(Document section begins)

Unequal access to clean and treated drinking water facilities is one factor widening the economic and health divide between households in slums and affluent areas around the world today.
Most economically developed population centers enjoy high levels of service at low cost, while the less advantaged pay a higher price for a service of similar or even lower quality, according to the United Nations (UN) World Water Development Report: Leaving No One Behind.
The UN document explains that in Mexico, for example, only 19% of poor third-grade primary school students attend schools with adequate water and sanitation facilities, compared to 84% of the country’s richest students at the same educational level.
This means that poverty is one element used to discriminate against service users.
Unequal access to water
In areas without water pipe networks, inhabitants depend mainly on aquifer wells or community supply systems such as water tankers. These usually supply very low-quality water at prices well above its value, which amplifies inequality among the population.
According to the National Institute of Public Health (INSP), about 842,000 low- and middle-income people die each year as a result of an unsafe water supply and poor sanitation and hygiene.
The institute warns that a lack of access to sufficient quantities of clean water directly affects inhabitants’ health and quality of life.
Although many diseases are linked to the use and consumption of polluted water, or to the lack of drinking water for hygiene and cleaning activities within homes, there are no precise statistics to quantify the correlation.

(Document section ends)

(Exercise instructions)
A: According to the text on unequal access to drinking water, what percentage of poor third-grade students in Mexico attend schools with adequate water and sanitation facilities?
B: Continue the text on unequal access to clean drinking water from its last sentence.

(Excerpted records begins)

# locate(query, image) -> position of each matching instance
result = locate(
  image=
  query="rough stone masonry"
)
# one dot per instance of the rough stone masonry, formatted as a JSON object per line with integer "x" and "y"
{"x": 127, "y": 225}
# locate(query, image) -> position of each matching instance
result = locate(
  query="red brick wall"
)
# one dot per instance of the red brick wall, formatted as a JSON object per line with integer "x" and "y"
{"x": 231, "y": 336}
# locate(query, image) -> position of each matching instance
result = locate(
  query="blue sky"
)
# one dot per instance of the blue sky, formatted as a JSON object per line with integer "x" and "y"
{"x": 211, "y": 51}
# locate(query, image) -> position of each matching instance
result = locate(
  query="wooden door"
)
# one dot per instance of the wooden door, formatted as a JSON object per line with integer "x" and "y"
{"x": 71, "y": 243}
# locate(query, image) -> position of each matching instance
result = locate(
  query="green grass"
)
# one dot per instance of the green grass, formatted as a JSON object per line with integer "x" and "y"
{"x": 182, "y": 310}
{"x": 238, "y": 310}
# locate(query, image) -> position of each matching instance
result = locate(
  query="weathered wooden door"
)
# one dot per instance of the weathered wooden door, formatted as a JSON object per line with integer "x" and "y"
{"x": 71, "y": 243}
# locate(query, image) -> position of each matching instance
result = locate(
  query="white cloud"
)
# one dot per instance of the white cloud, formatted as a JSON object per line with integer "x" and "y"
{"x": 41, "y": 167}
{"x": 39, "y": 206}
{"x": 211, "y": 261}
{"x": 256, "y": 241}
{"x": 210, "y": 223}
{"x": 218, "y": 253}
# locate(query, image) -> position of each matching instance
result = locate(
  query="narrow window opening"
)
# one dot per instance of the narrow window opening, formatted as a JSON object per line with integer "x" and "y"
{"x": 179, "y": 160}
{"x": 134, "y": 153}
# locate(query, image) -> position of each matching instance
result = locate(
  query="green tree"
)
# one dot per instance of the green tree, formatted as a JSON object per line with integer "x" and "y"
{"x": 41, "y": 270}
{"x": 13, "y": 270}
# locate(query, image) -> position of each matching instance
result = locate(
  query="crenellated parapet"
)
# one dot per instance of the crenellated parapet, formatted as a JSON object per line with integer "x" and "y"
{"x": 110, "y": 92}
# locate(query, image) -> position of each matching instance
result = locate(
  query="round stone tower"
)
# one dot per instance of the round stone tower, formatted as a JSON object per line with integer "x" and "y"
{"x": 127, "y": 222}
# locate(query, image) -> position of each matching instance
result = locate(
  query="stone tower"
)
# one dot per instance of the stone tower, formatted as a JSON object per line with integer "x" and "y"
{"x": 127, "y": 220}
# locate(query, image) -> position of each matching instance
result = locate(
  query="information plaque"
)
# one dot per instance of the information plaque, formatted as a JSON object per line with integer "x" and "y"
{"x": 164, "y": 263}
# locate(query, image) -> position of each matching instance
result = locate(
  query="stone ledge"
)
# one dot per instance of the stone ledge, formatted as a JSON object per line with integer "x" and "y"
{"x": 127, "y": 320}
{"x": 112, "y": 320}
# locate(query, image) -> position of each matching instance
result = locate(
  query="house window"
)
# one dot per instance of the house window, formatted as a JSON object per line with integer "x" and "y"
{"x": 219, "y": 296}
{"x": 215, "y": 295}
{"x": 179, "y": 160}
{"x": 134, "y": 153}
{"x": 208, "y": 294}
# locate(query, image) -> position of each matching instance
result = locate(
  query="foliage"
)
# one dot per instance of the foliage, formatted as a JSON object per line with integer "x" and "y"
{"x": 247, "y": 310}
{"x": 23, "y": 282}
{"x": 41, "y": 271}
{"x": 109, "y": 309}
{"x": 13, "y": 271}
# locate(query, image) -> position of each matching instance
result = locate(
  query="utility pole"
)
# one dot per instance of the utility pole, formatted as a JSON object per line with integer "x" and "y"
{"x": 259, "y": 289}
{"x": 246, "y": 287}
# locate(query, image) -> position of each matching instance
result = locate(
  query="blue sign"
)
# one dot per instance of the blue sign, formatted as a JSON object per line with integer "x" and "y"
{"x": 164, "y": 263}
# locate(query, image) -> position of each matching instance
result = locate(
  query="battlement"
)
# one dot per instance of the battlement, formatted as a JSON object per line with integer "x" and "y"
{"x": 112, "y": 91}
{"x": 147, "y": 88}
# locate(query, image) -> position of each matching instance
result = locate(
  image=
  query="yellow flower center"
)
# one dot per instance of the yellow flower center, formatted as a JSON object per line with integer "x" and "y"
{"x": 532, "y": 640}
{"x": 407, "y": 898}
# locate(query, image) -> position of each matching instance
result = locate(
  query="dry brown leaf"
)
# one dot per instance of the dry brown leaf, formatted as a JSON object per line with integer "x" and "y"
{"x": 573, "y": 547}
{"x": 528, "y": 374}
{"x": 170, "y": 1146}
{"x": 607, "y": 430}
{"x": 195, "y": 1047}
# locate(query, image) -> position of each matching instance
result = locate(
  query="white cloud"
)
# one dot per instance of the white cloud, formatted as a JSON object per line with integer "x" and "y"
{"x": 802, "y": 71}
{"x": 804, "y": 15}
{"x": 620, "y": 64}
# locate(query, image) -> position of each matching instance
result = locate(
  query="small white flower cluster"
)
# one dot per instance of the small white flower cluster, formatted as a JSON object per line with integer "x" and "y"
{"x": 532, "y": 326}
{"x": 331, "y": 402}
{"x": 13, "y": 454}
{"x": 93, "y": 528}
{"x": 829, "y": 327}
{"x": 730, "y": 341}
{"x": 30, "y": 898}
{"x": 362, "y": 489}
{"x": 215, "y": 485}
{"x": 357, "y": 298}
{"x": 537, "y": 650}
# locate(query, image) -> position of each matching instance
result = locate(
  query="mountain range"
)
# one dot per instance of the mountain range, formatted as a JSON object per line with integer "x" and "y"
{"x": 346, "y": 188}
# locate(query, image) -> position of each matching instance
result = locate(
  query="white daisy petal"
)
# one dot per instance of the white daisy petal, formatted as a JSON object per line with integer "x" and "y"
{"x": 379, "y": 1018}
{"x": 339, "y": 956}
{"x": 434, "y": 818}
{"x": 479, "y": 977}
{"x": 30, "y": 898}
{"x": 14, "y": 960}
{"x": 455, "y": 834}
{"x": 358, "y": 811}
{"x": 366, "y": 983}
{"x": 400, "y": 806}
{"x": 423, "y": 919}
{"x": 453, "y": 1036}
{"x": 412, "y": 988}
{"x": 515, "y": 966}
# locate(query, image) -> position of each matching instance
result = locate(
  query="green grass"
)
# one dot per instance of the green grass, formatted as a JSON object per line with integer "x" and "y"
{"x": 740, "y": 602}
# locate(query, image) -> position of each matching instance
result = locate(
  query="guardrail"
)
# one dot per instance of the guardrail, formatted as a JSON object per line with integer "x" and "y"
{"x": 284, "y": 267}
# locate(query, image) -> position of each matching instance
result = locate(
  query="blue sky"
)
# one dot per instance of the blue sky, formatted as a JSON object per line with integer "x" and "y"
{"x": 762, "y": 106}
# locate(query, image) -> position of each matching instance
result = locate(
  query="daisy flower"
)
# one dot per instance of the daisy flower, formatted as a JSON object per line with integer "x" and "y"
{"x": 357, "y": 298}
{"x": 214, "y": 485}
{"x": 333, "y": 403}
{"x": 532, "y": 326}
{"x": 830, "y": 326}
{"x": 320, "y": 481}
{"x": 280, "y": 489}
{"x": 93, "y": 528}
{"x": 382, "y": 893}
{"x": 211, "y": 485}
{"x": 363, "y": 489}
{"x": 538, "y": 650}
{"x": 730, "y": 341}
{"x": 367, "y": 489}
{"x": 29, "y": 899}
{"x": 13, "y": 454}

(Excerpted records ends)

(Exercise results)
A: 19%

B:
According to INSP data, 6.58 million incident cases and 99 million prevalent cases of diarrheal diseases were reported in 2019. Enteric (bacterial and parasitic) infections are the fifth most common cause of disability in children under five years of age.
Low-quality water
The lack of wastewater treatment plants with tertiary treatment systems (special physical and chemical processes which clean the water of specific pollutants: phosphorus, nitrogen, minerals, heavy metals, viruses, and organic compounds) and the absence of epidemiological surveillance programs (based on analysis of the biological and chemical qualities of water) are the biggest challenges that need to be faced, warns the Mexican Institute of Water Technology (IMTA).
In fact, between 2016 and 2019, IMTA detected that the available water had concentrations of arsenic and fluorides above those recommended by the World Health Organization (WHO), which in turn exceeded the maximum permissible levels established by Official Mexican Standard NOM-127-SSA1-1994 for environmental health.
Jürgen Mahlknecht, a research professor and national leader of the Water Science and Technology Research Group at Tecnológico de Monterrey, explains that the high concentrations of arsenic and fluorides in water generally come from the geological formations in which these elements are found, such as in the mountainous region in the center and north of the country.
“The increase in water extraction through increasingly deep wells exacerbates the situation,” explains the researcher via email in response to a query by TecScience.